§ Data excerpts:
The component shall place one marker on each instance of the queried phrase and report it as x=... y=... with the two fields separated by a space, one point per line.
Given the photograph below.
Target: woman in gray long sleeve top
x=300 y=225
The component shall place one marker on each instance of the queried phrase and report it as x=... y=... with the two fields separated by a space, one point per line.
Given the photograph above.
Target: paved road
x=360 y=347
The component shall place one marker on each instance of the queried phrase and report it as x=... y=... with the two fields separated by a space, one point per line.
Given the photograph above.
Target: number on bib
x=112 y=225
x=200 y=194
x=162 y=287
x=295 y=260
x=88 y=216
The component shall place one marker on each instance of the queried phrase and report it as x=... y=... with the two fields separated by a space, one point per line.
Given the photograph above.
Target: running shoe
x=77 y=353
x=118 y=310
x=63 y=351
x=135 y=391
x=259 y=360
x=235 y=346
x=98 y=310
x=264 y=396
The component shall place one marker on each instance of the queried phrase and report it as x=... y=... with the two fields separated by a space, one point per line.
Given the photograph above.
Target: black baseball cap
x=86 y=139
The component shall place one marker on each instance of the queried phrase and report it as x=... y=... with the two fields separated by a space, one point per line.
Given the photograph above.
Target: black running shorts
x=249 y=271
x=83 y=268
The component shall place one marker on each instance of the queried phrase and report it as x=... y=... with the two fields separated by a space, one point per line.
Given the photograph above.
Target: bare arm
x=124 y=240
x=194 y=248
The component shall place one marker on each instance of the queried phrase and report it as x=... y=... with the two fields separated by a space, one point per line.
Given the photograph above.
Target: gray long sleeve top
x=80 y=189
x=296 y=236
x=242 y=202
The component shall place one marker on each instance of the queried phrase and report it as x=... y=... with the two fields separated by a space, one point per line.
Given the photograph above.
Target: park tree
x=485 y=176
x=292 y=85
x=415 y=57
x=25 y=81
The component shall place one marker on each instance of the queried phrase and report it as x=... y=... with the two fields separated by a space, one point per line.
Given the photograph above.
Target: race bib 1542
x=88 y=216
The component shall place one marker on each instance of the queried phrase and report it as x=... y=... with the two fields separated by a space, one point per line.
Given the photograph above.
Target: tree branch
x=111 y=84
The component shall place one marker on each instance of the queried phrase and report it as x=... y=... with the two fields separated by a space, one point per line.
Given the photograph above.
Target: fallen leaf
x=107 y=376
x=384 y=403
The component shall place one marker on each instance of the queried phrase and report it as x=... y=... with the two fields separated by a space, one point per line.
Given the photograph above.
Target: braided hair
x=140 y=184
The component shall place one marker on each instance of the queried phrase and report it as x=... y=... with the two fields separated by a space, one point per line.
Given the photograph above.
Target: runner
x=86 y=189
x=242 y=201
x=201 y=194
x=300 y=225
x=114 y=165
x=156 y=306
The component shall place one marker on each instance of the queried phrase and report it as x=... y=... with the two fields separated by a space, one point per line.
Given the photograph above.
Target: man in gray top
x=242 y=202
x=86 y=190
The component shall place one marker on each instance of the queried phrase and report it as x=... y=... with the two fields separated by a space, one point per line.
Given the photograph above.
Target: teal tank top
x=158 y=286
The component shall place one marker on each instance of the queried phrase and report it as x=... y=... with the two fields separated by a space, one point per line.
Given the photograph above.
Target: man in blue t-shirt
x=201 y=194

§ Work instructions:
Extract each line of the listing above, copying it word for word.

§ Solved problem:
The component shall place one marker on each instance of the queried phrase and report it as x=... y=... with the two fields separated by a space, one point per line.
Given the photograph below.
Target: woman in gray long sleeve top
x=300 y=225
The component shall place one marker on each instance of the queried phrase and report it as x=... y=... with the two fields separated by a space, one point per line.
Given the photograph above.
Target: paved road
x=360 y=347
The component shall place one marker on each instance of the queried phrase and report it as x=... y=... with the two fields separated by a space, one point per line.
Given the photograph above.
Target: number on bib
x=112 y=225
x=200 y=194
x=162 y=287
x=295 y=260
x=88 y=216
The component shall place one marker on each instance of the queried phrase and report it as x=... y=... with the two fields separated by a space, one point per line.
Given the photograph above.
Target: running shoe
x=77 y=353
x=118 y=310
x=63 y=351
x=135 y=391
x=259 y=360
x=235 y=346
x=98 y=310
x=264 y=396
The component shall place one marker on each instance of the queried phrase and report it as x=... y=... with the two fields separated by a space, one point per line.
Given the photograph above.
Target: black baseball cap
x=86 y=139
The component shall place one marker on each instance of the queried phrase and report it as x=... y=... with the two fields separated by a space, one point per line.
Given the photograph above.
Target: black running shorts
x=249 y=271
x=83 y=268
The component shall place one marker on each instance of the queried phrase and report it as x=... y=... with the two fields separated by a space, one point per line.
Given the photograph above.
Target: bare arm
x=124 y=240
x=194 y=248
The component shall place one marker on each instance of the queried phrase and report it as x=... y=... with the two fields separated by a space, one point per line.
Given the photograph above.
Target: gray long sleeve top
x=80 y=189
x=296 y=236
x=242 y=202
The component shall place one marker on each instance of the queried phrase and report it as x=... y=... with the two fields separated by a space, one point per line.
Given the photograph above.
Target: park tree
x=485 y=176
x=292 y=85
x=415 y=57
x=25 y=81
The component shall place one marker on each instance of the queried phrase and report it as x=... y=... with the two fields separated by a space, one point per line.
Given the photograph above.
Target: race bib 1542
x=88 y=216
The component shall place one marker on each instance of the queried phrase and report it as x=... y=... with the two fields separated by a space, one point per line.
Given the photograph above.
Target: tree branch
x=111 y=84
The component shall place one marker on each instance of the queried phrase and report it as x=... y=... with the two fields separated by a space, one point per line.
Given the photograph above.
Target: fallen leaf
x=107 y=376
x=384 y=403
The component shall place one marker on each instance of the queried phrase and report it as x=... y=... with the two fields separated by a space, one point per line.
Given the photograph above.
Target: braided hair
x=140 y=184
The component shall place one marker on each instance of the queried phrase and report it as x=... y=... with the two fields separated by a space, one point per line.
Given the photograph above.
Target: runner
x=86 y=189
x=242 y=201
x=201 y=194
x=300 y=225
x=114 y=165
x=156 y=306
The component shall place one marker on each instance of the queried phrase and report it as x=... y=... with the two fields separated by a space, one point per line.
Given the photograph above.
Target: man in gray top
x=242 y=202
x=86 y=190
The component shall place one marker on each instance of the queried phrase and report it as x=... y=... with the two fields separated by a space, one point per line.
Given the photograph above.
Target: teal tank top
x=158 y=286
The component shall place one marker on each instance of the queried phrase and report it as x=... y=... with the two fields separated by a space, one point per line.
Given the photograph above.
Target: man in blue t-shirt
x=201 y=194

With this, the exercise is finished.